The environmental mandates, now and coming soon, and things like the pernicious “anti-DUI-ignition-lock” mandate in the BBB bill, tell consumers one story: Buy now, because a vehicle of the type you want (esp: free from govt restrictions) will very soon be unavailable.
Pierre Lemieux
Feb 13 2022 at 12:45pm
BRetty: See my reply to Thomas. The rapidity of the rise of used car prices (and thus the drop in the relative prices of new cars) points to a short-run phenomenon. Perhaps what you and Thomas are mentioning will be a longer-run trend that dampens demand for new cars (compared to what it would otherwise be).
Jose Pablo
Feb 13 2022 at 11:52am
In fact, many people, even car manufactures don’t seem to understand prices a a “signal”
https://www.wsj.com/articles/ford-gm-warn-dealers-charge-above-sticker-price-and-face-repercussions-11644323580
Pierre Lemieux
Feb 13 2022 at 12:14pm
Jose: Indeed. Stay tuned, I am putting the last hand on a post inspired by the very WSJ report you link to. I wonder if the socialist culture has not been blurring or erasing this role of prices and competition.
Tom West
Feb 14 2022 at 10:03pm
This seems entirely rational on Ford’s part. Taking advantage of a crisis by raising prices is often taken very badly in the long run by the non-economist market. If Ford dealers raise the price, there’s a significant risk of massive resentment on the part of customers, who will take it out on Ford (and not just the dealer) at a later point in time.
People can be annoyed when you run out of product, but they are often enraged when you raise the prices so that you don’t.
Ford realizes they are not selling to Homo Economus.

#### [DATA EXTRACT]
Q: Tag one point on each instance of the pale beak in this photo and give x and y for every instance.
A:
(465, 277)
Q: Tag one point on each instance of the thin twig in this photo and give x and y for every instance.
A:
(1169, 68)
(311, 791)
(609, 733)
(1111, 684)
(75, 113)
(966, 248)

#### [TASKS TO PERFORM]
[1] Copy everything in the car-price comment thread from "The environmental mandates, now" down to "would otherwise be).".
[2] Please write the next part of the car-price comment thread, picking up after its last line.
The items have no connection to the car-price comment thread.

#### [RESPONSES TO THE TASKS]
[1]
The environmental mandates, now and coming soon, and things like the pernicious “anti-DUI-ignition-lock” mandate in the BBB bill, tell consumers one story: Buy now, because a vehicle of the type you want (esp: free from govt restrictions) will very soon be unavailable.
Pierre Lemieux
Feb 13 2022 at 12:45pm
BRetty: See my reply to Thomas. The rapidity of the rise of used car prices (and thus the drop in the relative prices of new cars) points to a short-run phenomenon. Perhaps what you and Thomas are mentioning will be a longer-run trend that dampens demand for new cars (compared to what it would otherwise be).

[2]
Pierre Lemieux
Feb 15 2022 at 12:33am
Tom: Have a look at this other Econlog post of mine: https://www.econlib.org/ford-and-gm-bearers-of-socialist-culture/
David Seltzer
Feb 13 2022 at 5:48pm
“New car prices increased because of lower supply and rebounding demand after the worst of the pandemic. Used cars, which are substitutes (although not perfect ones) for new cars, became more desirable for more consumers. Thus, demand for used cars increased (the demand curve shifted up) and so their prices too.”
Pierre, Isn’t this an example of cross elasticity? The classic example; as the price of beef rises, ceteris paribus, consumers will choose chicken as per their preference relative to steak.
Pierre Lemieux
Feb 13 2022 at 6:30pm
David: You’ve got it. The cross-price elasticity of two goods is positive if the two goods are substitutes and negative if they are complements.
Pemakin
Feb 18 2022 at 2:31pm
What’s interesting to me about this episode is what it reveals about preferences for new cars. For an interruption in new car production to cause such a sharp rise in the price of a near substitute, initial preferences have to favor new cars dramatically. Also, note that slower production implies long holding periods of new cars and shrinks used car market supply.